Provided data:
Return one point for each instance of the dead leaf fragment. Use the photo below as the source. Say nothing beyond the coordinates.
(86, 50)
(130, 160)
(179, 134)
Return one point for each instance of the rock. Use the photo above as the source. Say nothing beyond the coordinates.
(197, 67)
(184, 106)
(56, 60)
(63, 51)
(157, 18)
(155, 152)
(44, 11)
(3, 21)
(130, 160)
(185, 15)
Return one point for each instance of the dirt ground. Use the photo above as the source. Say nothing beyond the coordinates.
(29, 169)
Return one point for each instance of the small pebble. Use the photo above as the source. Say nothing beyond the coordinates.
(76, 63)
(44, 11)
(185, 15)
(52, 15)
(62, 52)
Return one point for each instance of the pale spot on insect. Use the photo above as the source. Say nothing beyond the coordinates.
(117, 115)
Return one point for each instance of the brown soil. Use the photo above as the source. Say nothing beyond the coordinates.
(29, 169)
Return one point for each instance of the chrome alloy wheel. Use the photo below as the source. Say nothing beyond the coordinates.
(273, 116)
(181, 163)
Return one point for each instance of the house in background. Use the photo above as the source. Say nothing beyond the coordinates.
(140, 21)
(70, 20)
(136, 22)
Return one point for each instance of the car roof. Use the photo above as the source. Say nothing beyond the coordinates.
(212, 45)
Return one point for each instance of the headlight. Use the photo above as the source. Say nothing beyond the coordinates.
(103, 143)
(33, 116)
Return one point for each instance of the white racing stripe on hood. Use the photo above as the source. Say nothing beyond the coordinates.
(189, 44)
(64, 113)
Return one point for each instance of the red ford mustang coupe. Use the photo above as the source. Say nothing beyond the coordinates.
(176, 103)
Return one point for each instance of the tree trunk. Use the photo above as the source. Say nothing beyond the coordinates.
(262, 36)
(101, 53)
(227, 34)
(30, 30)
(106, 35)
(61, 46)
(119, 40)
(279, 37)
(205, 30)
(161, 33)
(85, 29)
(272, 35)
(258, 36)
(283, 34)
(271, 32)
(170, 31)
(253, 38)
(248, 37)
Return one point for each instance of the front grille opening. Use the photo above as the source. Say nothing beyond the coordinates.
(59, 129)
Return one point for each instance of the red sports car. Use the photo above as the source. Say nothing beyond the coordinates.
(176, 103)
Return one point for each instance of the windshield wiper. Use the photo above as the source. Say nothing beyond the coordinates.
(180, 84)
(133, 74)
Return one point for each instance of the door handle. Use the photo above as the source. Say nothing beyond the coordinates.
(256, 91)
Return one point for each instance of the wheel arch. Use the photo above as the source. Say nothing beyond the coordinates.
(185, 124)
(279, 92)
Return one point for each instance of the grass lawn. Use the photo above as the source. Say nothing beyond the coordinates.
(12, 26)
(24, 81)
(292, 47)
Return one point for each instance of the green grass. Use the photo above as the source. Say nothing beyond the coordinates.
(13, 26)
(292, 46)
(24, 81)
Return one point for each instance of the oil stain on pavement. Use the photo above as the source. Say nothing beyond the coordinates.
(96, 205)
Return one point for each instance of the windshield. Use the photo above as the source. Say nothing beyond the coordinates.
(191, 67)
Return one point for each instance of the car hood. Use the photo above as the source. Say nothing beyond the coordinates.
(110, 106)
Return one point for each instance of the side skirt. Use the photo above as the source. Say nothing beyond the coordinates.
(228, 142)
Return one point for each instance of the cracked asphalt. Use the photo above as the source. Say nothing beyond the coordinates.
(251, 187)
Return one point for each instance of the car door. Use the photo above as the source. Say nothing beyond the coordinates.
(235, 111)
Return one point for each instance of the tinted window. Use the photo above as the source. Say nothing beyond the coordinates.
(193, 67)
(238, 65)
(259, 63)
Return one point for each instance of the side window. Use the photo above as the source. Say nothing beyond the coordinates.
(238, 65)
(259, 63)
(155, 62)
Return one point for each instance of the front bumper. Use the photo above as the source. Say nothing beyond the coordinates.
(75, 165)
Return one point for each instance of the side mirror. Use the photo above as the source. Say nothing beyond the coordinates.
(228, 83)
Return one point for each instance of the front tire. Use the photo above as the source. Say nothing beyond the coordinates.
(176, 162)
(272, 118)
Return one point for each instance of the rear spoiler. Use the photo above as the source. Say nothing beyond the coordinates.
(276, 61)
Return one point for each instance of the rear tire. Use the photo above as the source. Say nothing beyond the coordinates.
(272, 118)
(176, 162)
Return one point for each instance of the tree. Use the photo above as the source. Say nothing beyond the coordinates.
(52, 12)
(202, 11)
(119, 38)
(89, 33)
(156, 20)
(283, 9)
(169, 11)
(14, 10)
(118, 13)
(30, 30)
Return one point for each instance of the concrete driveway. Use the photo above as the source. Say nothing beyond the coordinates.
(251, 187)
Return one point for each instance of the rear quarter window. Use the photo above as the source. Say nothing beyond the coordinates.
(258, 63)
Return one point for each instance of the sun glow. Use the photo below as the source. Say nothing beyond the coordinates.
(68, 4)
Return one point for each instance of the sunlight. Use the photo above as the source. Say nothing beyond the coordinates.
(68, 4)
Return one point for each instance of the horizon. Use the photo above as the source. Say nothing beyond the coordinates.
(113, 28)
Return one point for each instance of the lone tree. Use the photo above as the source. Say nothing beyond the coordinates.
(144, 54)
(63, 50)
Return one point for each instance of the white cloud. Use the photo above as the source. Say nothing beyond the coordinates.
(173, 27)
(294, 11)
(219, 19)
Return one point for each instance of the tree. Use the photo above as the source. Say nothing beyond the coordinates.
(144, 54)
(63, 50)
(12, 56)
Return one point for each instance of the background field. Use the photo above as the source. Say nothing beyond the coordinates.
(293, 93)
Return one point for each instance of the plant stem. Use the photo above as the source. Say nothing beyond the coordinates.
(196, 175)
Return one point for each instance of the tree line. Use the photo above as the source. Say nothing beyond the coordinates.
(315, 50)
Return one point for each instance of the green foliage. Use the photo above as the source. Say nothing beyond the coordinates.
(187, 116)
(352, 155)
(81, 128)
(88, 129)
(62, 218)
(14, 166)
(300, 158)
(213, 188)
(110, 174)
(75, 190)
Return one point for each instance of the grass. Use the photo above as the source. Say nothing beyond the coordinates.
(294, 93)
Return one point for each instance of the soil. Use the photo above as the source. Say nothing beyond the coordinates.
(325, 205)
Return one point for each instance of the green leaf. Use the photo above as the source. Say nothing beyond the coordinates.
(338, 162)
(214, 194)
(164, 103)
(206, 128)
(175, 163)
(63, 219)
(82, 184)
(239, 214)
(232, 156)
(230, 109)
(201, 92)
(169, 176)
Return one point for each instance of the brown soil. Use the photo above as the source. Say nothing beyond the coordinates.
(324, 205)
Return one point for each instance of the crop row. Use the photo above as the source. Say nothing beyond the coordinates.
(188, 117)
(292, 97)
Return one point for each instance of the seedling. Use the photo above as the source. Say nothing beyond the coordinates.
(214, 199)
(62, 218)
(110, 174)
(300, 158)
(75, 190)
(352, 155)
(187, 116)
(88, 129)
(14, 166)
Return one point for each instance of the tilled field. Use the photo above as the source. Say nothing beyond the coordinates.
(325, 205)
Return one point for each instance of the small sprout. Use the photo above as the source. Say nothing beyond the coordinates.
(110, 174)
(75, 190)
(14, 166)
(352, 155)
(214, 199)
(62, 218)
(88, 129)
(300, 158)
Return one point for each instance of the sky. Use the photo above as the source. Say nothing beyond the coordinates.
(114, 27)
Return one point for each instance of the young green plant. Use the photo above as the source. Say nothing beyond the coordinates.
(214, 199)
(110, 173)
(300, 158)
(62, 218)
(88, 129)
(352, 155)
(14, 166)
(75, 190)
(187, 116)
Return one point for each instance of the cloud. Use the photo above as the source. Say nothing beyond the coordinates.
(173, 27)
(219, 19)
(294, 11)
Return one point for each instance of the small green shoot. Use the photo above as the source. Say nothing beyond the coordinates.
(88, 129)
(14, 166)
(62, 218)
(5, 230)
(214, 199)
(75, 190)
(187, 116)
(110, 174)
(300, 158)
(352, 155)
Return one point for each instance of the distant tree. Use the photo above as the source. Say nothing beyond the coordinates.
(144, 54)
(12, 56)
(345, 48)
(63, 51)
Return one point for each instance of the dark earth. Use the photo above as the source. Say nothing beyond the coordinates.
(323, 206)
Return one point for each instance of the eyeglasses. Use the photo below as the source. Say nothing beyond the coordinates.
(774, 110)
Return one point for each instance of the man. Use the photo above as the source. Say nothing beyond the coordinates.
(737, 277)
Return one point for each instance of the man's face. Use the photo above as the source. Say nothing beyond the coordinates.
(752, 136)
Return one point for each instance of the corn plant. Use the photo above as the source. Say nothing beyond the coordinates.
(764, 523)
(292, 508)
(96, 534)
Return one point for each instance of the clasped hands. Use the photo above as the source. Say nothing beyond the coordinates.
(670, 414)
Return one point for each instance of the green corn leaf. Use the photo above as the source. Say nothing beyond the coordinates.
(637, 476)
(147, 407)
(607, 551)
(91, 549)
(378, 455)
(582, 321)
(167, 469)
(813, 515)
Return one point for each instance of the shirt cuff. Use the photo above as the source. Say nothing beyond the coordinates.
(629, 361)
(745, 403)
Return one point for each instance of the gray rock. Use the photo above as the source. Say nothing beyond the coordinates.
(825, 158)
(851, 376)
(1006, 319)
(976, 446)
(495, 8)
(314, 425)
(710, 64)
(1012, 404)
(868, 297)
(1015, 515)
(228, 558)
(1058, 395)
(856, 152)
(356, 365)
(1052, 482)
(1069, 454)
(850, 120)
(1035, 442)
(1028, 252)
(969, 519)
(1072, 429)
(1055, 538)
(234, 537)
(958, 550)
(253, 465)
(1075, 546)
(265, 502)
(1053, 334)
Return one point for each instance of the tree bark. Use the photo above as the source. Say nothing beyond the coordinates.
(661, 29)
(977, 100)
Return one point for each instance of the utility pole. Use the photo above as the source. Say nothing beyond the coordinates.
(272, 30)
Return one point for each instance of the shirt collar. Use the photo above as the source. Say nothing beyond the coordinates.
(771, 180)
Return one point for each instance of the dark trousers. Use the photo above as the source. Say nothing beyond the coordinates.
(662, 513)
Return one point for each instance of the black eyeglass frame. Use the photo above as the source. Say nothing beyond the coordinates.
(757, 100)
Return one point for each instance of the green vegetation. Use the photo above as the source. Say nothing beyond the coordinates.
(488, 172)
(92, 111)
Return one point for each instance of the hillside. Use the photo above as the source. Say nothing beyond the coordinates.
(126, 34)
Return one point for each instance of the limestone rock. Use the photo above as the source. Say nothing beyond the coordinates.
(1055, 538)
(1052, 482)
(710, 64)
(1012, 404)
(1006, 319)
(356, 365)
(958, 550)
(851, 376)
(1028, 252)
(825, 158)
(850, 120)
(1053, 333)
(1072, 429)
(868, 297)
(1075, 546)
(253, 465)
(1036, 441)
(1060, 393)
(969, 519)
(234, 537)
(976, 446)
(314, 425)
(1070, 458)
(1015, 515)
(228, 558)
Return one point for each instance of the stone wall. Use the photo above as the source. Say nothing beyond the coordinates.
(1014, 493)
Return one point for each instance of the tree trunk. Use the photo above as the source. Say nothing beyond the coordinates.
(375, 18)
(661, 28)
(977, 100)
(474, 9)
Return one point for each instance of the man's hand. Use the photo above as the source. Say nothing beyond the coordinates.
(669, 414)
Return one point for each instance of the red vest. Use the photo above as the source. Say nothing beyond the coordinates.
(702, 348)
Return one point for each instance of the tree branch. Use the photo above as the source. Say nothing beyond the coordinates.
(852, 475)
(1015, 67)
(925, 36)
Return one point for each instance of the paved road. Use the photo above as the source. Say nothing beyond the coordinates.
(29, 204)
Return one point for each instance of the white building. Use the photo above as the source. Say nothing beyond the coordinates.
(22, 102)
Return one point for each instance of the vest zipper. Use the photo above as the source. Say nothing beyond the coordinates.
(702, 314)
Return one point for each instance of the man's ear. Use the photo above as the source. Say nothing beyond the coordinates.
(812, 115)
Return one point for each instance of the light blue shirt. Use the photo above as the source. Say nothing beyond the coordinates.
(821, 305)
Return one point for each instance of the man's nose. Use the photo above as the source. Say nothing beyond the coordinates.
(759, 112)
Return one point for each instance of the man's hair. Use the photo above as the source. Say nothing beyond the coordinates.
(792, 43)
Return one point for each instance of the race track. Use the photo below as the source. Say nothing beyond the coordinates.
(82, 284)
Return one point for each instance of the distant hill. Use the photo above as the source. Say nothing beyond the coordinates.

Job: Please render the lines above, from the one holding "Return one point for each instance of the tree bark." through the one holding "(1014, 493)", inclusive, as a Markdown table with columns Number and Line, leaving out any blank lines.

Full response:
| Number | Line |
|---|---|
| 1 | Return one point for each instance of the tree bark. Use the photo above as the source. Say nothing beyond the coordinates. |
| 2 | (661, 29) |
| 3 | (977, 100) |
| 4 | Return one point for each instance of the utility pole. Use the photo above as the source. Say nothing beyond the coordinates. |
| 5 | (272, 30) |
| 6 | Return one point for each instance of the shirt collar. Use the photo above as the source. Say nothing beyond the coordinates. |
| 7 | (771, 180) |
| 8 | Return one point for each instance of the dark trousers. Use the photo above as the source. Say nothing beyond the coordinates. |
| 9 | (662, 513) |
| 10 | Return one point for each instance of the black eyeglass frame. Use the photo above as the source. Say nothing beyond the coordinates. |
| 11 | (757, 100) |
| 12 | Return one point for each instance of the green vegetation. Use the photo above as the source. Say nothing beyond the coordinates. |
| 13 | (488, 172) |
| 14 | (92, 111) |
| 15 | Return one point for each instance of the hillside. Use the photo above as the source. Say nothing beyond the coordinates. |
| 16 | (126, 34) |
| 17 | Return one point for each instance of the limestone rock. Use the photo above as the source. Say nothing beyond the coordinates. |
| 18 | (1055, 538) |
| 19 | (1052, 482) |
| 20 | (710, 64) |
| 21 | (1012, 404) |
| 22 | (1006, 319) |
| 23 | (356, 365) |
| 24 | (958, 550) |
| 25 | (851, 376) |
| 26 | (1028, 252) |
| 27 | (825, 158) |
| 28 | (850, 120) |
| 29 | (1053, 333) |
| 30 | (1072, 429) |
| 31 | (868, 297) |
| 32 | (1075, 546) |
| 33 | (253, 465) |
| 34 | (1036, 441) |
| 35 | (1060, 393) |
| 36 | (969, 519) |
| 37 | (234, 537) |
| 38 | (976, 446) |
| 39 | (314, 425) |
| 40 | (1070, 458) |
| 41 | (1015, 515) |
| 42 | (228, 558) |
| 43 | Return one point for each instance of the stone wall. Use the photo above as the source. Say nothing beyond the coordinates. |
| 44 | (1014, 493) |